[Items from a dataset]
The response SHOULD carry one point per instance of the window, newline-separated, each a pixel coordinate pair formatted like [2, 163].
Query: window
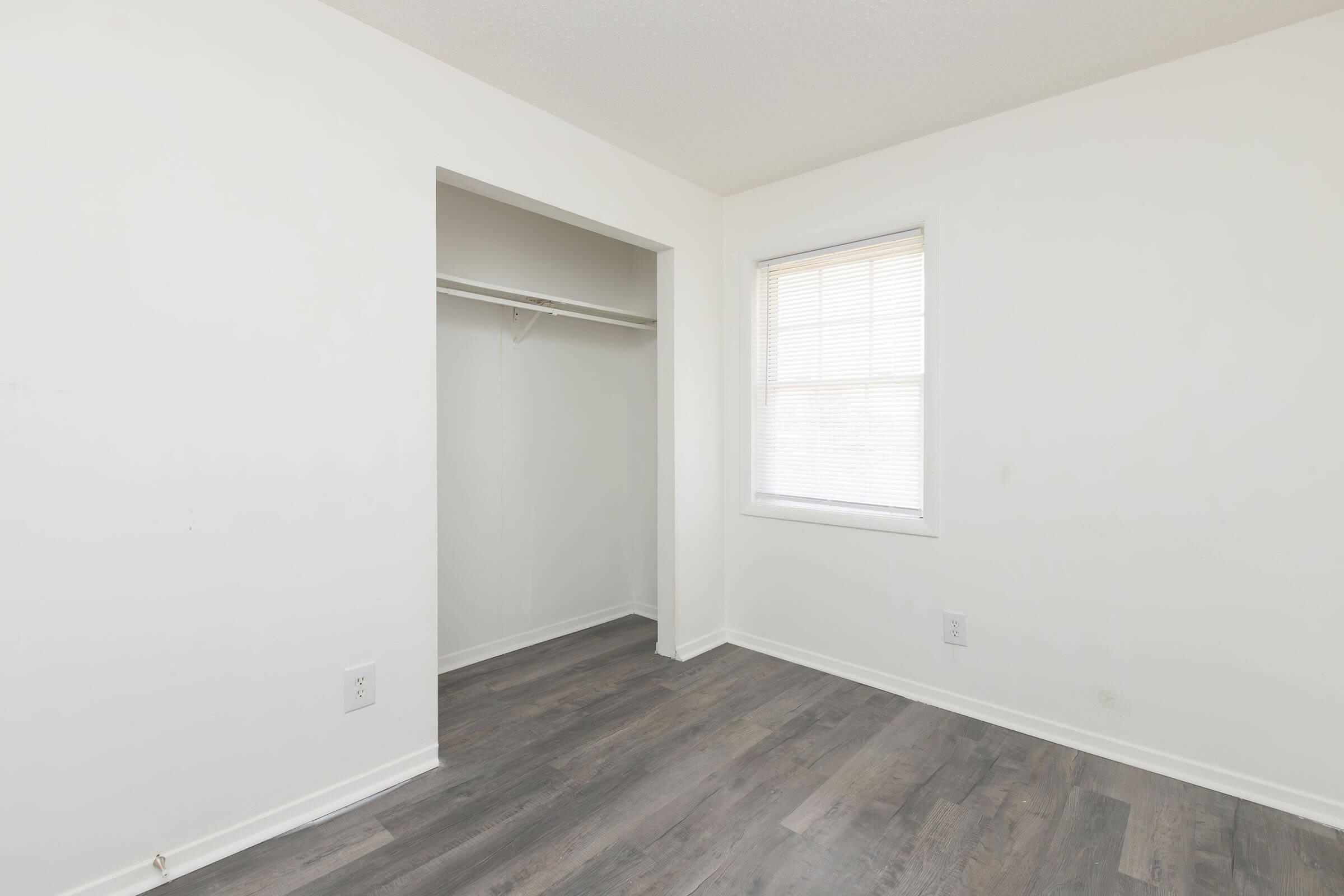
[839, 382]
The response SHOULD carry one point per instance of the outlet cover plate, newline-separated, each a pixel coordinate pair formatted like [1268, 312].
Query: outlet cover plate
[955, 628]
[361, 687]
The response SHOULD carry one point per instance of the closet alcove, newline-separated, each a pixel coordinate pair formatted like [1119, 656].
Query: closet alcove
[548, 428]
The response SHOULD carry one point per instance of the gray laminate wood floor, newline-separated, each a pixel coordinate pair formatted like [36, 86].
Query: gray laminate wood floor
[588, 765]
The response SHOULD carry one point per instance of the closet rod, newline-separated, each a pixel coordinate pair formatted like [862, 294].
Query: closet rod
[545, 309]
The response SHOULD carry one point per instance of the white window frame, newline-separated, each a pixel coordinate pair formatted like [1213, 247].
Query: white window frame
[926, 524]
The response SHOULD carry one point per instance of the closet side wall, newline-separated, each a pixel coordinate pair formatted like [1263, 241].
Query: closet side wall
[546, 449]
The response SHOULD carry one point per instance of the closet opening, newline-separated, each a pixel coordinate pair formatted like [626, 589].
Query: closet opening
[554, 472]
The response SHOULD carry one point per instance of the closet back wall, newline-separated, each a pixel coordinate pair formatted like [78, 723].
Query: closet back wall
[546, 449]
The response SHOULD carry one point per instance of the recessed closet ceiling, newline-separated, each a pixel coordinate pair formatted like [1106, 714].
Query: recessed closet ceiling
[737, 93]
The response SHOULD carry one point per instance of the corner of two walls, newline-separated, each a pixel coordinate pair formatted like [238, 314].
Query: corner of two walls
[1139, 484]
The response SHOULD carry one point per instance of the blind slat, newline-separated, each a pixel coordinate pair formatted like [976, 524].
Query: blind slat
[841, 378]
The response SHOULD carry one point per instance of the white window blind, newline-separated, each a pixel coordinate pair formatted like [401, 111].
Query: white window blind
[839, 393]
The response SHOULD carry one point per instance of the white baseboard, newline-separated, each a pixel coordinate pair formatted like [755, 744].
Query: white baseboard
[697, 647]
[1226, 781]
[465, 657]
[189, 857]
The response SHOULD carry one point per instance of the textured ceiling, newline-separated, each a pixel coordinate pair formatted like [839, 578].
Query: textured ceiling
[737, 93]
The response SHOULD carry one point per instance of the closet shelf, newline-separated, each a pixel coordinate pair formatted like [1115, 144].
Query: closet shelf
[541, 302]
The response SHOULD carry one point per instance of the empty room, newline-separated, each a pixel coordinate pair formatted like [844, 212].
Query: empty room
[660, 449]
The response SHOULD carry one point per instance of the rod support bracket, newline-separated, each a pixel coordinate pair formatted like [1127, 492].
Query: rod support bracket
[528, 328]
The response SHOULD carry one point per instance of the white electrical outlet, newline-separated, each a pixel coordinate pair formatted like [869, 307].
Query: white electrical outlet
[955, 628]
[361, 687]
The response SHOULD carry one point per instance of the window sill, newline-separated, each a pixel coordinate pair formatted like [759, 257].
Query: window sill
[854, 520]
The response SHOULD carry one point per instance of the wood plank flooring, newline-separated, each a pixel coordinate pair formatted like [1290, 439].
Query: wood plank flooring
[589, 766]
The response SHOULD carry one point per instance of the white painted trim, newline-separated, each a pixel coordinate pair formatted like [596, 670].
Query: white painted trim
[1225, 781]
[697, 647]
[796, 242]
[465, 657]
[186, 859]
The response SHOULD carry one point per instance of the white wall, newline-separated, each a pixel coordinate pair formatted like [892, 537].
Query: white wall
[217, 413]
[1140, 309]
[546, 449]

JOB => Please write out all of the data above word for word, leaving out the pictures.

SOLUTION TO THE PROBLEM =>
The response SHOULD carry one point per instance of the window, newline-separated, each a pixel coordinate pair formatted like [2, 163].
Query: window
[839, 382]
The response SHOULD carry one point per instance of the outlet cover plate, newline-separated, each a pixel coordinate pair formatted like [1268, 312].
Query: outlet cover plate
[955, 628]
[361, 687]
The response SHOULD carry one point per instance of the closet alcove, newline-separated, each a pixel coordinate pair formatted like [1119, 656].
Query: closet alcove
[548, 428]
The response SHOULD carry one point per instance of the gray laminate wood floor, newline-separated, each a pixel coordinate pair formatted like [36, 86].
Query: gray laminate wood floor
[588, 765]
The response SHOULD carry one point per instance of the closet rod, newline-separated, each a pixel coordinate pair formatted like [862, 294].
Query: closet rod
[545, 309]
The response SHOULD carry one point per instance of the white window frame, newline-separated, each a pixel coordinate pair formatted like [1213, 247].
Query: white window frame
[926, 524]
The response SHOULD carry one point per instance of the closet side wall, newline-separated, each a pixel coordinate pair formatted like [1263, 241].
Query: closet side wall
[546, 449]
The response SHOULD carry one point per instance of the closet opening, newline-separated, each a pixel coordinate pair formatted like [626, 589].
Query: closet opening
[554, 472]
The response SHOULD carry one point per instance of the closet back wall, newline-separated, each a pixel coordinate pair formatted like [78, 723].
Query: closet back wall
[546, 449]
The response SHOULD carry one point per instance of the recessed closet ceiling, newline-separated, each a pixel coordinate pair formatted like [1106, 714].
Query: recessed closet ceiling
[737, 93]
The response SHOULD carry one point per instance of the corner of two walls, newline-separated, each a pixel coordinate pair formatted like [238, 314].
Query: corner of two walls
[1139, 484]
The response SHOULD carry one point per instance of the blind slat, newline-separated, each a pixel coordinate pair formatted like [976, 524].
Query: blind slat
[841, 378]
The response SHOULD carry one point per instance of the white window blind, newline-separated, each a pixel coordinate pair formatted like [401, 111].
Query: white window blind
[839, 393]
The response SHOULD carry one point per instance of the white baseboard, newline-separated, each a pixel coordinate pair formatted like [755, 744].
Query: white baseboard
[697, 647]
[1226, 781]
[465, 657]
[189, 857]
The response SHOULD carry one point per instance of the textured ceiling, newline-separated, each a pixel coordinate pair formatted like [839, 578].
Query: textured ceiling
[737, 93]
The response SHOULD carry one point per instance of the closet shelf, newline-separated, each a pixel coordinate pair formatted like [1115, 144].
Query: closet shelf
[541, 302]
The response SHOULD carry one point per instance of the empty room, newline-separated, each a pixel coordinate pair formatted like [844, 212].
Query: empty room
[660, 449]
The response SHOULD carry one point per instance of the rod support bracket, newline-separated, each a pixel coordinate pair formatted like [1127, 492].
Query: rod support bracket
[528, 328]
The response SHOULD carry one point per instance of the white electrical outlet, newline-separated, each a pixel coordinate pair formatted like [869, 307].
Query: white electrical outlet
[955, 628]
[361, 687]
The response SHOULD carry one point per instance of the window sill, newline-separated, each a pixel coordinate pair formatted like [759, 257].
Query: window sill
[854, 520]
The response SHOULD carry one point per instance of the wood plank flooring, newline-separated, each a pixel coordinate pair formatted like [1290, 439].
Query: wood plank flooring
[589, 766]
The response SHOULD carry one point per instance of the white painted trim, newline-separated, each a pixel coordinate pair formatted like [596, 670].
Query: white painted trim
[1225, 781]
[697, 647]
[796, 242]
[465, 657]
[186, 859]
The response SHOULD carry one point per instance of the white wall, newline-separated, each a pixel coordinate pair formatted like [892, 537].
Query: white wall
[217, 413]
[1140, 309]
[546, 449]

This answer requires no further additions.